What this task involves
Turn each line of the rows below into a JSON list of strings, one string per line, with blank lines omitted.

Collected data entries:
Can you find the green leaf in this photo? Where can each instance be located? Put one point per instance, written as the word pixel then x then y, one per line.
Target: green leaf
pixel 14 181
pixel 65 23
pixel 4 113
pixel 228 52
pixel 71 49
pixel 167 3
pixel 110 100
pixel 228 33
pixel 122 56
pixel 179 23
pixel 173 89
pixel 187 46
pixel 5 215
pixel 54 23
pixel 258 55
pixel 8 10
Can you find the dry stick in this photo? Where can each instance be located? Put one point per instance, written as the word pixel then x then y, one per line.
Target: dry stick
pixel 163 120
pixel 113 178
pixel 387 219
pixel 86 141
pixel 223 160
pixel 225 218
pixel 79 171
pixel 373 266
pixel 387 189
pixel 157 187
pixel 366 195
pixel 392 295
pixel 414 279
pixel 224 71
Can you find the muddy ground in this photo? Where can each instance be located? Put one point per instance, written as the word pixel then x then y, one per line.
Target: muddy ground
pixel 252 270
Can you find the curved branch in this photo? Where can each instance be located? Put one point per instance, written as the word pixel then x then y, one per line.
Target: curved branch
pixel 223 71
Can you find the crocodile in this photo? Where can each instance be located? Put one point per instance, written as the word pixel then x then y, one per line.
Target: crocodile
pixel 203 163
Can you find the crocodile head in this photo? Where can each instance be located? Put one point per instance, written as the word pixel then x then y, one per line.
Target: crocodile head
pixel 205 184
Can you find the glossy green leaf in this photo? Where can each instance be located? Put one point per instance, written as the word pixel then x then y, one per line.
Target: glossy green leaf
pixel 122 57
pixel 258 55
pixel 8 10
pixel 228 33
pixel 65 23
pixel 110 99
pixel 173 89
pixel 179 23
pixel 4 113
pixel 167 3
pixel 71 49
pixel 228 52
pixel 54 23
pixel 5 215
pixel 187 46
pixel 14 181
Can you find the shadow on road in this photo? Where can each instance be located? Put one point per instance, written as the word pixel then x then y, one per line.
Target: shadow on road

Result
[
  "Can you find the green leaf in this photo? Where can each instance be located? Put one point per instance, written as the word pixel then x then y, one per line.",
  "Target: green leaf",
  "pixel 14 181",
  "pixel 65 23",
  "pixel 4 113",
  "pixel 228 52",
  "pixel 71 49",
  "pixel 167 3",
  "pixel 110 100",
  "pixel 228 33",
  "pixel 122 56",
  "pixel 179 23",
  "pixel 173 89",
  "pixel 187 46",
  "pixel 5 215",
  "pixel 54 23",
  "pixel 258 55",
  "pixel 8 10",
  "Can you find the dry stick in this photo? Where can each instance be located? Put one point per instance, written as the word pixel then x then y, one per line.",
  "Target: dry stick",
  "pixel 163 120",
  "pixel 113 178",
  "pixel 387 219",
  "pixel 86 141",
  "pixel 223 160",
  "pixel 225 218",
  "pixel 79 171",
  "pixel 373 266",
  "pixel 387 189",
  "pixel 157 187",
  "pixel 366 195",
  "pixel 392 295",
  "pixel 414 279",
  "pixel 224 71",
  "Can you find the muddy ground in this photo? Where can each instance be located? Put one point per instance, written as the word pixel then x then y, one per line.",
  "Target: muddy ground",
  "pixel 252 270",
  "Can you find the curved branch in this photo? Where can each instance be located? Put one point per instance, written as the word pixel then x then y, one per line.",
  "Target: curved branch",
  "pixel 223 71",
  "Can you find the crocodile in this photo? Where can each instance be located? Put one point per instance, written as the word pixel then x then y, one per line.",
  "Target: crocodile",
  "pixel 203 163",
  "Can you find the crocodile head in this photo? Where can each instance be located? Put one point per instance, written as the word pixel then x then y, one per line.",
  "Target: crocodile head",
  "pixel 205 184",
  "Can you find the glossy green leaf in this photo? Where can each instance be located? Put one point per instance, written as the word pixel then x then y, one per line.",
  "Target: glossy green leaf",
  "pixel 122 57",
  "pixel 258 55",
  "pixel 8 10",
  "pixel 228 33",
  "pixel 65 23",
  "pixel 110 99",
  "pixel 173 89",
  "pixel 179 23",
  "pixel 4 113",
  "pixel 167 3",
  "pixel 71 49",
  "pixel 228 52",
  "pixel 54 23",
  "pixel 5 215",
  "pixel 187 46",
  "pixel 14 181",
  "Can you find the shadow on road in this photo? Where can each instance be located? Put one point per instance, written as the word pixel then x then y, one per line.",
  "Target: shadow on road"
]